WHAT IS ASKED:
Print the data below verbatim, line for line, with no changes.

DATASET EXCERPTS:

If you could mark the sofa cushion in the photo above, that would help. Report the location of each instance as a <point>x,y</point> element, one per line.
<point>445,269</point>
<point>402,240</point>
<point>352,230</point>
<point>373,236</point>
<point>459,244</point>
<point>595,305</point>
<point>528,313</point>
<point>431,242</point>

RESPONSE:
If you could mark the sofa cushion in the photo above, that would help. Report the location of each instance as a <point>x,y</point> element, one per line.
<point>445,269</point>
<point>402,240</point>
<point>352,230</point>
<point>373,236</point>
<point>459,244</point>
<point>595,305</point>
<point>528,313</point>
<point>431,242</point>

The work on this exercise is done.